Copy the stretch of the listing below from the line that contains "every tree line" through the line that contains "(0, 229), (587, 439)", character for character.
* Begin RECORDS SUPPLIED *
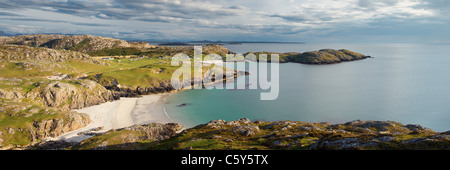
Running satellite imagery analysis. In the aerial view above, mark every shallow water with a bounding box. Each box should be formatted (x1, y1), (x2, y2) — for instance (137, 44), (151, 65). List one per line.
(165, 44), (450, 131)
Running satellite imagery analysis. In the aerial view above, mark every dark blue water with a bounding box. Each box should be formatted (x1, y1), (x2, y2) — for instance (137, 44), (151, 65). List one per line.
(165, 44), (450, 131)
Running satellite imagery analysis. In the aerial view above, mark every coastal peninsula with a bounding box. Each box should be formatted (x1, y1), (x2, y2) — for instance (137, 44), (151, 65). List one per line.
(0, 34), (449, 149)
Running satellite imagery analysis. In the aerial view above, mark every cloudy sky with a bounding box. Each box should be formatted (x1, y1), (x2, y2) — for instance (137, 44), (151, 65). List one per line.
(0, 0), (450, 43)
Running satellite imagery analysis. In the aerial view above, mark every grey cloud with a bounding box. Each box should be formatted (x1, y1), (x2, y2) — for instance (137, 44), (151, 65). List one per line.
(269, 14), (314, 22)
(0, 18), (111, 27)
(0, 11), (21, 17)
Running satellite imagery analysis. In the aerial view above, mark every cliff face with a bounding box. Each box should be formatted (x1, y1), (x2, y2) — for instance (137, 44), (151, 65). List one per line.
(0, 34), (154, 53)
(286, 49), (370, 64)
(245, 49), (371, 65)
(0, 45), (104, 64)
(72, 123), (182, 150)
(0, 99), (90, 149)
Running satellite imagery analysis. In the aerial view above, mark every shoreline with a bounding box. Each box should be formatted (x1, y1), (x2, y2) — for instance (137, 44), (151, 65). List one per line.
(47, 74), (245, 143)
(48, 92), (174, 143)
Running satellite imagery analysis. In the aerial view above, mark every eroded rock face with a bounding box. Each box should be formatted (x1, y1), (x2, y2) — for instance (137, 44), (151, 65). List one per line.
(0, 45), (103, 64)
(34, 80), (115, 111)
(30, 113), (91, 141)
(74, 123), (182, 150)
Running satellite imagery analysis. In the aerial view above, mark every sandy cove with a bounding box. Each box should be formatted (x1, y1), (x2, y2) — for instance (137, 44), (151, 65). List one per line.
(50, 93), (173, 142)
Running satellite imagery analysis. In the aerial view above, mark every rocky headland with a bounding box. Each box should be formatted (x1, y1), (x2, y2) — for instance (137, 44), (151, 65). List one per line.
(0, 35), (442, 150)
(39, 119), (450, 150)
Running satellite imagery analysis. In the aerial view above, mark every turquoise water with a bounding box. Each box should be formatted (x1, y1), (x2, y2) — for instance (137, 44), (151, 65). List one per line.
(165, 44), (450, 131)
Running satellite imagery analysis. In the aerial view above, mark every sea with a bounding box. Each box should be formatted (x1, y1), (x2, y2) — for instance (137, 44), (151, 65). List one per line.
(164, 43), (450, 131)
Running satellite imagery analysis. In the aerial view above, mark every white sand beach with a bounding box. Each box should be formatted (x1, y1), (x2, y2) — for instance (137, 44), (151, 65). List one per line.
(50, 93), (172, 142)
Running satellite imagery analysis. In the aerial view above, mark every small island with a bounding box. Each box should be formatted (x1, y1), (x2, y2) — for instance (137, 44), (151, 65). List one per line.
(0, 34), (450, 150)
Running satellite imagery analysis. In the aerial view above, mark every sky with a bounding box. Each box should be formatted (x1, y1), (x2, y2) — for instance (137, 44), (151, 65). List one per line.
(0, 0), (450, 43)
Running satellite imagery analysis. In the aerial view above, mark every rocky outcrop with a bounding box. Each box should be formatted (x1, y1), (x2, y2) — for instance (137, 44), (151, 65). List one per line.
(32, 80), (119, 111)
(245, 49), (372, 65)
(0, 34), (154, 53)
(134, 119), (450, 150)
(0, 103), (91, 150)
(286, 49), (371, 64)
(0, 45), (104, 64)
(72, 123), (182, 150)
(29, 112), (91, 141)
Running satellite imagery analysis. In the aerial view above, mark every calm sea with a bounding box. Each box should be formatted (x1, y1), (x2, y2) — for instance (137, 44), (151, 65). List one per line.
(165, 44), (450, 131)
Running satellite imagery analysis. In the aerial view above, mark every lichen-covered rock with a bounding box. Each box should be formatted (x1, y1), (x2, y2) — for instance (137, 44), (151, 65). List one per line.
(0, 34), (154, 53)
(34, 80), (117, 111)
(233, 125), (259, 136)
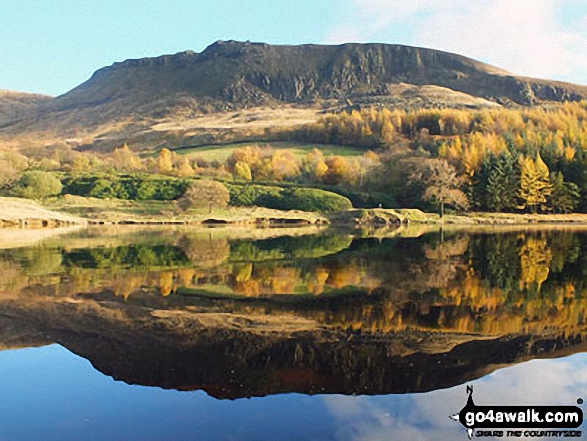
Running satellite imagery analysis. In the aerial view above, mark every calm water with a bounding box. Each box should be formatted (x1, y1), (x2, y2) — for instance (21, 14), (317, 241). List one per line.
(0, 228), (587, 441)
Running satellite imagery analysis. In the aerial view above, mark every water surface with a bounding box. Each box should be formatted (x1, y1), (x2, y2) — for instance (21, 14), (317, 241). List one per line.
(0, 228), (587, 440)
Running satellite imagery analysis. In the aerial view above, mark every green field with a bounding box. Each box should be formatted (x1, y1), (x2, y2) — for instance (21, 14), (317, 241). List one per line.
(175, 141), (366, 162)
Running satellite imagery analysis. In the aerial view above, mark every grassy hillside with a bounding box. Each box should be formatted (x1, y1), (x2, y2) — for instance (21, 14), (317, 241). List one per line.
(174, 141), (365, 163)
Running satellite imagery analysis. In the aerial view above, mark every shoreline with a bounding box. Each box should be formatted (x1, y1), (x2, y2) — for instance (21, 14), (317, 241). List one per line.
(5, 197), (587, 229)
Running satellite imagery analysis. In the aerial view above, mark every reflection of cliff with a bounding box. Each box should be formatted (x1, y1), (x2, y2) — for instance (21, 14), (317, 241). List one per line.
(0, 295), (587, 398)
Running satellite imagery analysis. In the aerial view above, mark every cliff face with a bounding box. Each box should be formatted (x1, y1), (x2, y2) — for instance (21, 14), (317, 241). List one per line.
(0, 90), (52, 126)
(0, 41), (587, 144)
(54, 41), (587, 109)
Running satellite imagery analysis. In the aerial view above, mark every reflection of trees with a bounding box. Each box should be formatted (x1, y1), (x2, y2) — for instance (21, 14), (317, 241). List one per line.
(177, 236), (230, 268)
(520, 236), (552, 291)
(0, 229), (587, 336)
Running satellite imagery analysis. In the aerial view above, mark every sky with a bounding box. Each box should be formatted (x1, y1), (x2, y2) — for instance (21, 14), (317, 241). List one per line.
(0, 0), (587, 95)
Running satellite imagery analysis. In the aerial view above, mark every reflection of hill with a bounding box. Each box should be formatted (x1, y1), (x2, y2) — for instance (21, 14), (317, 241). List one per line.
(1, 295), (587, 398)
(0, 230), (587, 398)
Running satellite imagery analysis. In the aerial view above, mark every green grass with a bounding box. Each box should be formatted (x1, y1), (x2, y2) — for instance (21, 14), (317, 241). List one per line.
(175, 141), (366, 162)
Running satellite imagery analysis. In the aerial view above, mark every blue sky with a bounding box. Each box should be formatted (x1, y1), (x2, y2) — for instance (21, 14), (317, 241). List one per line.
(0, 0), (587, 95)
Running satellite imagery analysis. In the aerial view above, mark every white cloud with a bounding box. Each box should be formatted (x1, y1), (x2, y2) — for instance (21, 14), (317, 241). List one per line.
(327, 0), (587, 83)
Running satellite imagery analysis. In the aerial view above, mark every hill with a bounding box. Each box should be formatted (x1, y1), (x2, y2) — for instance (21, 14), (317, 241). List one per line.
(0, 90), (52, 125)
(0, 41), (587, 148)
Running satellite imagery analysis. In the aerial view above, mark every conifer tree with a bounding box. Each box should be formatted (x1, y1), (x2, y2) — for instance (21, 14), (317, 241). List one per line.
(518, 154), (552, 213)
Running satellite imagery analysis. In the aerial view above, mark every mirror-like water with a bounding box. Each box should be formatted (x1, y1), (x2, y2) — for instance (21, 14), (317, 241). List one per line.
(0, 228), (587, 440)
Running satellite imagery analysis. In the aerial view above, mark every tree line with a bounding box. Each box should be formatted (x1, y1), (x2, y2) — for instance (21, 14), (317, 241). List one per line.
(0, 102), (587, 213)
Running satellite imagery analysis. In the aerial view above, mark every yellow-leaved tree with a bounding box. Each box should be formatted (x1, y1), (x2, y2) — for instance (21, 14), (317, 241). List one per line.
(518, 154), (552, 213)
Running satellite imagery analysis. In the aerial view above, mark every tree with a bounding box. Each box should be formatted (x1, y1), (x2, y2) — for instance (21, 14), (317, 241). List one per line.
(0, 152), (29, 188)
(112, 144), (143, 171)
(157, 149), (173, 174)
(271, 150), (300, 181)
(234, 161), (253, 181)
(177, 179), (230, 213)
(302, 149), (328, 182)
(177, 156), (194, 178)
(412, 159), (469, 217)
(549, 172), (581, 213)
(486, 152), (520, 212)
(518, 154), (552, 212)
(15, 171), (63, 199)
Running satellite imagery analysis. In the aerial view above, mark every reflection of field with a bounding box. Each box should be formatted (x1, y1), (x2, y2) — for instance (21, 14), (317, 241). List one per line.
(0, 230), (587, 337)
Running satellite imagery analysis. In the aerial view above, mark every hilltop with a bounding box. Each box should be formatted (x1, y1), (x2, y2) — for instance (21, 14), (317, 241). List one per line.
(0, 41), (587, 150)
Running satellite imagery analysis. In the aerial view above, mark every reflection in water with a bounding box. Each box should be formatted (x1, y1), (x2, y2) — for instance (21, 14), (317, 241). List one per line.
(0, 229), (587, 439)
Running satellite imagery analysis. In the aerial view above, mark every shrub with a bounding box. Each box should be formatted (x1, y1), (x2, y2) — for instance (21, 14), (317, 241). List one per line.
(258, 188), (353, 213)
(177, 179), (230, 213)
(14, 171), (63, 199)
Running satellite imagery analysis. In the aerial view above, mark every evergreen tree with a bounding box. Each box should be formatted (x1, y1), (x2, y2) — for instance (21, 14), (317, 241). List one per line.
(549, 172), (581, 213)
(518, 154), (552, 213)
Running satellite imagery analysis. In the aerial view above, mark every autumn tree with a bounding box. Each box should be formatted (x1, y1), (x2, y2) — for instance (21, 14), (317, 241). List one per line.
(14, 171), (63, 199)
(271, 150), (300, 181)
(112, 143), (143, 172)
(177, 179), (230, 213)
(177, 156), (194, 178)
(0, 152), (29, 188)
(412, 159), (469, 217)
(157, 149), (173, 174)
(234, 161), (253, 181)
(302, 149), (328, 182)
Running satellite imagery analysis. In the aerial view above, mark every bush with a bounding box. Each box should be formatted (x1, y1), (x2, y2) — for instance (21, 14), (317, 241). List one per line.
(261, 188), (353, 213)
(177, 179), (230, 213)
(14, 171), (63, 199)
(228, 184), (353, 213)
(63, 174), (190, 201)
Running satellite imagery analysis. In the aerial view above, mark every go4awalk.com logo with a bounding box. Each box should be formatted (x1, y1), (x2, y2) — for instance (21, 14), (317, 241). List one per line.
(450, 386), (583, 439)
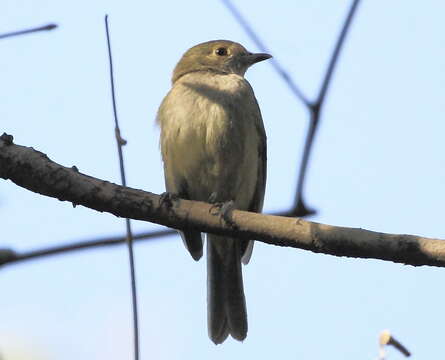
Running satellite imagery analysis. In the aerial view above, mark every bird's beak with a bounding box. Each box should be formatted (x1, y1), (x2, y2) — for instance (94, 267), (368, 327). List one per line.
(245, 53), (272, 66)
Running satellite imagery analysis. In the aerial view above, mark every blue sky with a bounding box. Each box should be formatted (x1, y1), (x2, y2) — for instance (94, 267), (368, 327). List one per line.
(0, 0), (445, 360)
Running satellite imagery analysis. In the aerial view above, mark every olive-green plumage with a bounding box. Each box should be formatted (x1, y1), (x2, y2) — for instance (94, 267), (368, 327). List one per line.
(157, 40), (270, 344)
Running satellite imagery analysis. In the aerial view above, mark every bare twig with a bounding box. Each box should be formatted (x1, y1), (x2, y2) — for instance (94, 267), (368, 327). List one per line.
(222, 0), (310, 106)
(0, 134), (445, 267)
(289, 0), (360, 216)
(0, 229), (173, 266)
(0, 208), (292, 266)
(0, 24), (57, 39)
(105, 15), (139, 360)
(222, 0), (360, 217)
(379, 330), (411, 360)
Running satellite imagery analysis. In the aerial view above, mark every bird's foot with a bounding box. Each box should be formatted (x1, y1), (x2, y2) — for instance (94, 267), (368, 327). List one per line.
(159, 191), (179, 208)
(209, 200), (235, 227)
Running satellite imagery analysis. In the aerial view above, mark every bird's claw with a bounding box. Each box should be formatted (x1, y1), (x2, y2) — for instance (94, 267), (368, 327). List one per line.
(159, 191), (179, 208)
(210, 200), (235, 226)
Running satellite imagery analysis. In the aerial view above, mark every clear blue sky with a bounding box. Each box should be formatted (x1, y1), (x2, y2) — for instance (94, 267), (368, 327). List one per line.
(0, 0), (445, 360)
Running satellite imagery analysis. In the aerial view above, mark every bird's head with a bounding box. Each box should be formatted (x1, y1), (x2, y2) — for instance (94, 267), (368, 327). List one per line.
(172, 40), (272, 83)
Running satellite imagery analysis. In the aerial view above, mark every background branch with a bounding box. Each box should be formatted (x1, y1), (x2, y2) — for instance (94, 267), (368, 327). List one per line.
* End RECORDS SUPPLIED *
THE REPLY -
Running satellite imagery analysis. In the aerial view above, mark every tree line with a bounding box. Each box should be formatted (x1, y1), (x2, y2) — for instance (21, 14), (317, 241). List one per line.
(0, 102), (587, 213)
Running satellite imagery analysis. In the aerial view above, mark every yellow-leaved tree with a bounding box. Each box should be formatted (x1, y1), (x2, y2) — for instance (21, 14), (317, 241). List one per line.
(518, 154), (552, 213)
Running satellite imagery analysis. In the aerial view above, mark every tree with a bounding box. Each box should be formatted (x1, y1), (x2, y2) — for instance (21, 14), (317, 241). List one per line.
(0, 152), (29, 188)
(112, 144), (143, 171)
(157, 149), (173, 174)
(271, 150), (300, 181)
(234, 161), (253, 181)
(177, 179), (230, 213)
(302, 149), (328, 182)
(177, 156), (194, 178)
(412, 159), (469, 217)
(549, 172), (581, 213)
(486, 152), (520, 212)
(518, 154), (552, 212)
(15, 171), (63, 199)
Running satellite imagery analysis. In the aerial view above, mark every reflection of field with a bounding box. Each box should be formatted (x1, y1), (x2, y2) — for instance (21, 14), (317, 241). List one per line.
(0, 230), (587, 337)
Running satellite imagery analysis. In the aerial view above, mark every hilltop with a bounding box. Each box should be formatted (x1, y1), (x2, y2) — for instance (21, 14), (317, 241). List one per line.
(0, 41), (587, 150)
Running satellite imagery analysis. In the aerial view above, mark every reflection in water with a bounding box. Each box should be formatted (x1, y1), (x2, y2) — for instance (21, 14), (317, 241). List one per line.
(0, 229), (587, 439)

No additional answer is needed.